All of the data, from the first line to the last, should be reproduced without alteration.

- **Information provided**:
■ ■ ■

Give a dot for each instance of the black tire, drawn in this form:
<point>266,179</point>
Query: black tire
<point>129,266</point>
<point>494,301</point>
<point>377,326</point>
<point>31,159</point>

■ ■ ■

- **Expected answer**:
Give a dot for each instance of the black tire, drawn in this form:
<point>266,179</point>
Query: black tire
<point>129,266</point>
<point>494,301</point>
<point>377,326</point>
<point>31,159</point>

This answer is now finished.